QUOTED PASSAGE —

======

The conflict began as a strike at the Vasena metal works, an English Argentine-owned plant in the suburbs of Buenos Aires. The strike at first attracted no attention, but on 3 January the picketing workers fired on and wounded three policemen who were escorting wagonloads of metal to the Vasena factory. On 4 January, a mortally Police NCO (Vicente Chávez) succumbs to his wounds. On 7 January an unrelated event took place: the maritime workers of the port of Buenos Aires voted a general strike for  better hours and wages. That same day, at Vasena metal works, the police, who had surrounded the strikers, fought it out with the striking workers after they overturned and set fire to the car of the police chief Elpidio González, who had arrived to broker a deal with the union leaders, and the militant workers shot and killed Army Second Lieutenant Antonio Marotta, commander of the detachment protecting the police commander. Five workers were killed and twenty wounded in the resulting clashes. A student, Pascual Arregui, of the Manifestación Patriótica (Patriotic Manifestation) vigilante movement is also killed in this action.

That night, militant workers gathered in Pueyrredón Street, shot and killed Army Sergeant Ramón Díaz. In nearby Corrientes Street, the commander of a rifle platoon, Second Lieutenant Agustín Ronzoni is shot and killed along with an innocent male civilian when surrounded and attacked by workers seeking revenge for their earlier losses. A rifle platoon from the Argentine Army is ambushed in Lavalle Street by hidden gunmen firing from inside houses. A night patrol under the command of Army Sergeant Bonifacio Manzo is also ambushed near the Constitución-Mármol Farm Estate. In the meantime, a company of the 7th Infantry Regiment is forced to use their Vickers machine-guns in order to keep the demonstrators at bay in Buenos Aires. A company of riflemen is also forced to come to the rescue of a police detachment holding out from rooftops that had been completely surrounded in the night fighting. Paramedics and ambulance drivers, transporting the badly wounded and injured in the hours of darkness to nearby hospitals, are forced to carry pistols in order to defend themselves from the out of control mobs. At the break of dawn, the 3rd Infantry Regiment is forced to deploy around the Vasena factory to prevent a huge crowd numbering in their thousands from burning down the building along with the 400 workers trapped inside that had refused to take part in the violent protests.

The next day, Wednesday 8 January, the waterfront strike began: all ship movements, and all loading and unloading, came to a halt. On Thursday 9 January, funerals were held for the five workers who had been killed by the police. A procession of 150 mourners, some of them armed, followed the funeral coaches, and as they passed, they attacked property and burned an automobile, before reaching Lacroze, a British-owned tram station, which they attacked. The group then broke into the Convent of the Sacred Heart, at Yatay Street and Corrientes Avenue, and set the church on fire. As the group were attacking a store, the police caught up with them, fired into the procession, and killed and wounded numerous demonstrators.

Mobs went on the rampage all over the city. Groups overturned and burned streetcars and robbed sports shops for the guns and ammunition inside. In the afternoon, at 3pm, 3,000 people stormed Lacroze Station. Violence also erupted in the Congress, where members of the Argentine Chamber of Deputies reportedly threw notebooks at each other, rather than taking action.

======

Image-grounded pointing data
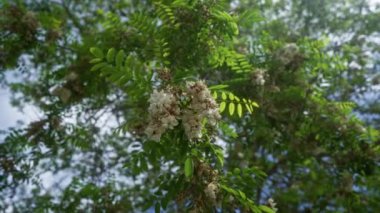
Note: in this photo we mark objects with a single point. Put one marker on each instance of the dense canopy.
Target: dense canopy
(191, 106)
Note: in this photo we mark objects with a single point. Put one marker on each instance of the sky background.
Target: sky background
(9, 116)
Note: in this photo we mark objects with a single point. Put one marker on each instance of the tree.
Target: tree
(163, 105)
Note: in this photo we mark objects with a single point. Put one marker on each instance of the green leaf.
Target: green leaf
(236, 171)
(254, 104)
(240, 110)
(231, 96)
(98, 66)
(119, 58)
(242, 195)
(157, 208)
(224, 96)
(231, 108)
(215, 95)
(219, 86)
(249, 108)
(111, 55)
(97, 52)
(222, 107)
(266, 209)
(96, 60)
(189, 167)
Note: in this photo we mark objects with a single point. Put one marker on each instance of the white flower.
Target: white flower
(202, 106)
(258, 77)
(272, 204)
(163, 112)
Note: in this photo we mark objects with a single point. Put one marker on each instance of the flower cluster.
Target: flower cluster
(272, 204)
(202, 105)
(288, 53)
(211, 191)
(163, 111)
(258, 77)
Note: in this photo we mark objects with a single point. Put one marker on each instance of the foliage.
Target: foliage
(92, 68)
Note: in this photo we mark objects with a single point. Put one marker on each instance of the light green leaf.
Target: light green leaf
(111, 55)
(266, 209)
(240, 110)
(222, 107)
(97, 52)
(224, 96)
(248, 108)
(189, 167)
(219, 86)
(119, 58)
(242, 195)
(231, 108)
(215, 95)
(98, 66)
(231, 96)
(254, 104)
(96, 60)
(157, 208)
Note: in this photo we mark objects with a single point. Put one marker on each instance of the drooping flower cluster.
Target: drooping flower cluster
(288, 53)
(258, 77)
(163, 111)
(272, 204)
(202, 105)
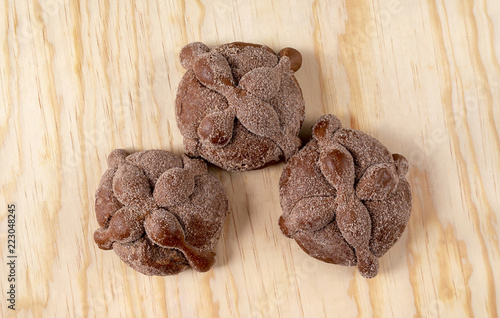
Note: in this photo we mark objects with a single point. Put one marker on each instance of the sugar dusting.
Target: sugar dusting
(125, 198)
(352, 227)
(269, 105)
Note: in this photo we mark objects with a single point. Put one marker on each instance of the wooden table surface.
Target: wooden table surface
(79, 79)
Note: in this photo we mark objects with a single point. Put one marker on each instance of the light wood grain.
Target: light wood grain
(79, 79)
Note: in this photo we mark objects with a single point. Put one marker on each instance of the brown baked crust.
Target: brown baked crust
(344, 197)
(159, 212)
(239, 105)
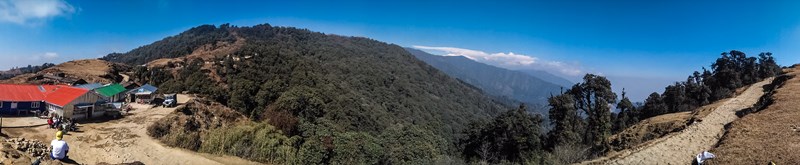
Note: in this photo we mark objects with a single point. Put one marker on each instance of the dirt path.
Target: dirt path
(121, 141)
(681, 147)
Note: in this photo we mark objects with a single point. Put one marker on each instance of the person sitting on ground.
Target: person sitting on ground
(60, 147)
(57, 123)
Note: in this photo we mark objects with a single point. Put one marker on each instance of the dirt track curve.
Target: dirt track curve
(681, 147)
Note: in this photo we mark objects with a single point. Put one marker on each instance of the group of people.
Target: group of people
(59, 146)
(60, 124)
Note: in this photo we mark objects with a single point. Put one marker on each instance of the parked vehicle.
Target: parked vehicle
(170, 100)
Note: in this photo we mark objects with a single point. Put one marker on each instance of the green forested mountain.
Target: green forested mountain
(346, 100)
(175, 46)
(493, 80)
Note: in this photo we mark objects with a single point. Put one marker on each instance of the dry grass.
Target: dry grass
(772, 134)
(91, 70)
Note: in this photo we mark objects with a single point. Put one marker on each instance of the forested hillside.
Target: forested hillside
(175, 46)
(23, 70)
(493, 80)
(335, 99)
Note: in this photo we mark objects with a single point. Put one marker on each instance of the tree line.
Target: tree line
(13, 72)
(582, 120)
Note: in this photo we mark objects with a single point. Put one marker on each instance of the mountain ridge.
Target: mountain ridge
(493, 80)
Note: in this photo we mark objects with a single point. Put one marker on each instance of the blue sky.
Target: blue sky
(643, 45)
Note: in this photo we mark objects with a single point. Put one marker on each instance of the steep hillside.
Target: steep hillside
(322, 89)
(492, 80)
(88, 70)
(199, 39)
(771, 133)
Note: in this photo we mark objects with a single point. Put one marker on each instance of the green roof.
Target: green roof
(110, 90)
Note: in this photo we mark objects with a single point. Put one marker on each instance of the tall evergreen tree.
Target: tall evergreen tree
(593, 97)
(627, 113)
(565, 119)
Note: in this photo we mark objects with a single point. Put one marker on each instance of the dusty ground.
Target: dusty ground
(772, 134)
(116, 141)
(681, 147)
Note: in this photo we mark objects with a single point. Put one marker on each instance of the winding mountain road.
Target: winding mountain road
(681, 147)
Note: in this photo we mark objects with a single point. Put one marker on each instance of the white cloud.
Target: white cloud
(50, 55)
(509, 60)
(45, 57)
(32, 11)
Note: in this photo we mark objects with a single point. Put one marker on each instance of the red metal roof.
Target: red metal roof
(64, 94)
(55, 94)
(24, 93)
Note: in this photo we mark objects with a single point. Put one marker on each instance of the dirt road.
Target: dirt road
(120, 141)
(681, 147)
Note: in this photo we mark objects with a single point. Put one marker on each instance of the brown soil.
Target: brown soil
(772, 134)
(681, 147)
(117, 141)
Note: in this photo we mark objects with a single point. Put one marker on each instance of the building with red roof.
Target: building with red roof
(66, 101)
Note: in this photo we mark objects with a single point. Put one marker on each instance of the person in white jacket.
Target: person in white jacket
(60, 147)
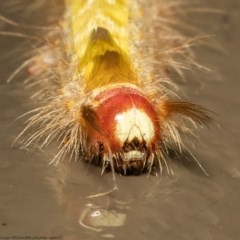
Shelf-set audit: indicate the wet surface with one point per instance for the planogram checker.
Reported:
(41, 200)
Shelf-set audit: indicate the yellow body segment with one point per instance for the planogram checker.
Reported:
(100, 33)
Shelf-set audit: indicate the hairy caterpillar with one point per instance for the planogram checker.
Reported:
(106, 91)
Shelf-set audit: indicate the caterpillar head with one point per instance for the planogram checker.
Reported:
(126, 129)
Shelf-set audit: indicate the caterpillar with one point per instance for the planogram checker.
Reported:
(106, 89)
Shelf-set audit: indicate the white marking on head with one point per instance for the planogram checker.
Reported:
(134, 123)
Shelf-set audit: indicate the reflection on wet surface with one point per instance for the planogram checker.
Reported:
(38, 199)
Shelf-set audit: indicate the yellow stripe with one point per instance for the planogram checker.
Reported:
(100, 33)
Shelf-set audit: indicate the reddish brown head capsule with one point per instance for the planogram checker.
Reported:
(127, 131)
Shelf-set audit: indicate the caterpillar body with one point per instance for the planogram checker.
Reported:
(104, 85)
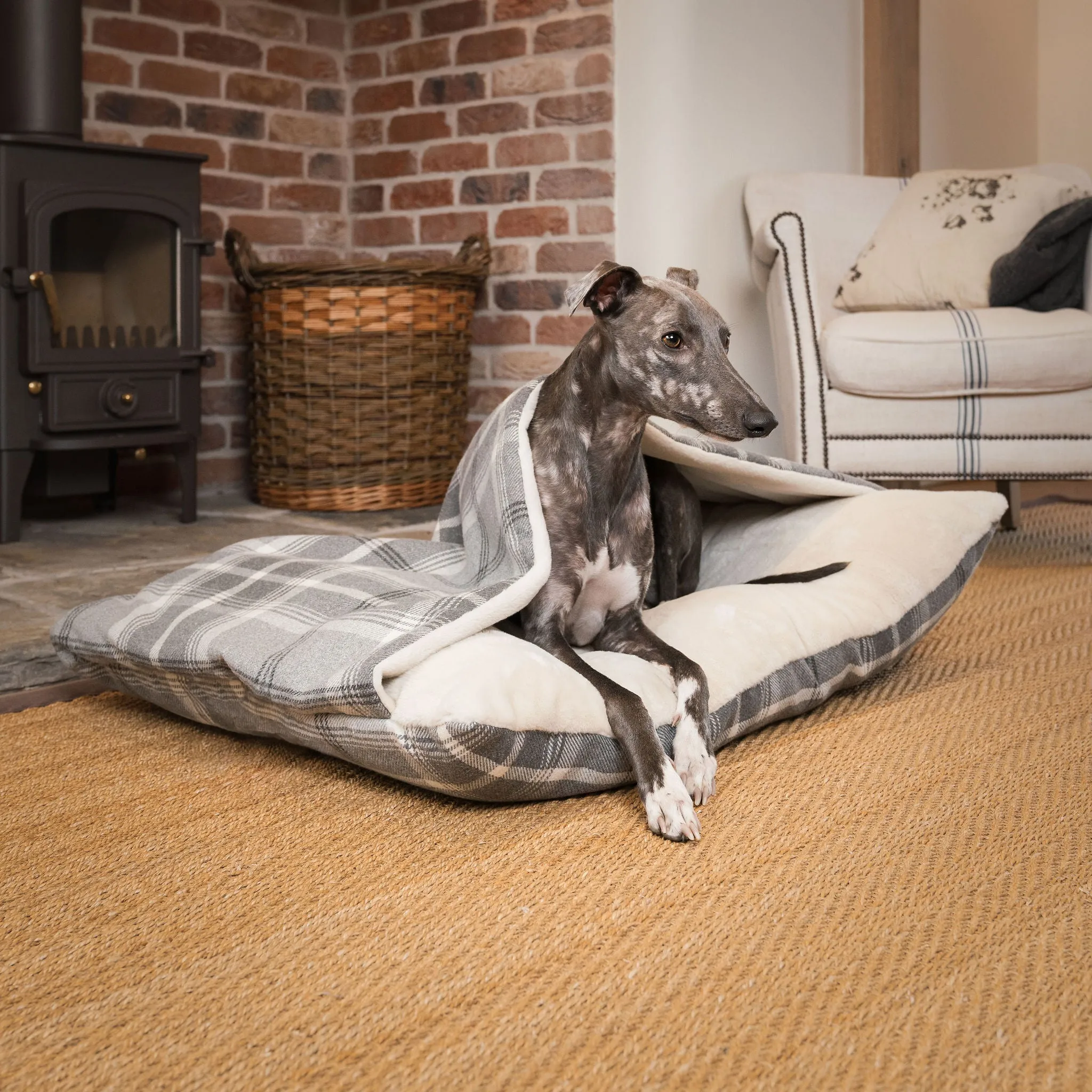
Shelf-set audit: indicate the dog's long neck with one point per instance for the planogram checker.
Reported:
(583, 398)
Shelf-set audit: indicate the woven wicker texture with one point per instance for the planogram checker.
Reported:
(358, 390)
(893, 893)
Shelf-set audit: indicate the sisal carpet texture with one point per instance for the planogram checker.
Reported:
(893, 893)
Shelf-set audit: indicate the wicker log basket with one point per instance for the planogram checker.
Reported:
(358, 397)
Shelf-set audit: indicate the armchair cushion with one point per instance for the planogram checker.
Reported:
(942, 354)
(938, 242)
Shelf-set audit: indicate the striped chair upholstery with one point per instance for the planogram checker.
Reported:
(997, 394)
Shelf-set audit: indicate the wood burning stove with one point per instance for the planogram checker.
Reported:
(100, 310)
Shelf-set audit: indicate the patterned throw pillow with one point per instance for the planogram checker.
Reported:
(938, 242)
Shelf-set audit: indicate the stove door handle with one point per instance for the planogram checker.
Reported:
(206, 357)
(206, 247)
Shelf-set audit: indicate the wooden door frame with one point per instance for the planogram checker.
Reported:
(893, 86)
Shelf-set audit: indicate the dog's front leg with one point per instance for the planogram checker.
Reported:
(625, 631)
(668, 804)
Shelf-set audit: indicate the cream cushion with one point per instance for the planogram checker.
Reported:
(938, 242)
(941, 354)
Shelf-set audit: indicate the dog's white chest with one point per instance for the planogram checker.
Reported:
(602, 590)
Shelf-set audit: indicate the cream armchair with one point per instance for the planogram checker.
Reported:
(998, 394)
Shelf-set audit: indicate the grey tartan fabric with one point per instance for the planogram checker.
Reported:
(286, 637)
(484, 762)
(304, 621)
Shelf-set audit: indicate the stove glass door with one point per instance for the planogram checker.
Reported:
(115, 279)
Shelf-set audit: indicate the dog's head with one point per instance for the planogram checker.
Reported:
(671, 350)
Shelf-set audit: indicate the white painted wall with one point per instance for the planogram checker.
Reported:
(1065, 82)
(979, 71)
(709, 92)
(1006, 82)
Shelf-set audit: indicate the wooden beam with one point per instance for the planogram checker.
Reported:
(892, 87)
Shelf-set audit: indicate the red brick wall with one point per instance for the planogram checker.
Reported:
(488, 116)
(342, 127)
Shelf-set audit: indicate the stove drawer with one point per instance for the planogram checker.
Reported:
(80, 402)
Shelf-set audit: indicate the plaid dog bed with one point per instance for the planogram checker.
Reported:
(304, 637)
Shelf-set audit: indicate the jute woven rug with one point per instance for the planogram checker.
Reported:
(894, 893)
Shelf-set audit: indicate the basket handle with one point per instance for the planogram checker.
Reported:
(240, 257)
(474, 252)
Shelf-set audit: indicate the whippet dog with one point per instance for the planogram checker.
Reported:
(656, 348)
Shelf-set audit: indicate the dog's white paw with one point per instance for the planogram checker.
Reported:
(696, 767)
(671, 810)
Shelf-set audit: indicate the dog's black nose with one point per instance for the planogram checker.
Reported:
(759, 422)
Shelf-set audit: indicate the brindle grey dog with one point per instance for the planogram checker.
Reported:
(656, 348)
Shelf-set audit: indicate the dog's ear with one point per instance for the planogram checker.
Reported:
(689, 278)
(604, 290)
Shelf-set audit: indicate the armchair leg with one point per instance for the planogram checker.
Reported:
(1010, 491)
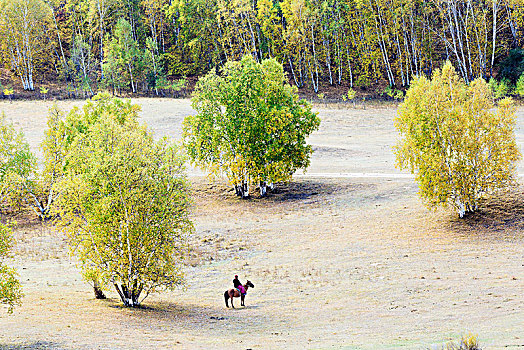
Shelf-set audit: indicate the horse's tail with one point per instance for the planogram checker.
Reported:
(226, 297)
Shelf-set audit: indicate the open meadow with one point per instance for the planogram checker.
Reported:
(345, 256)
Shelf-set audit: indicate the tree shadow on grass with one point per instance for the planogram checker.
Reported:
(501, 216)
(32, 346)
(189, 316)
(297, 191)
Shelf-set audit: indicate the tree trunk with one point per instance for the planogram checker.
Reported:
(99, 294)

======

PROBLEMS TO SOLVE —
1. In the account of the Vasena strike, how many workers were trapped inside the factory after refusing to join the violent protests?
2. From the account of the Vasena strike, repeat the part that opens with the words containing "Mobs went on" and closes with "than taking action.".

TASK SOLUTIONS —
1. 400 workers.

2.
Mobs went on the rampage all over the city. Groups overturned and burned streetcars and robbed sports shops for the guns and ammunition inside. In the afternoon, at 3pm, 3,000 people stormed Lacroze Station. Violence also erupted in the Congress, where members of the Argentine Chamber of Deputies reportedly threw notebooks at each other, rather than taking action.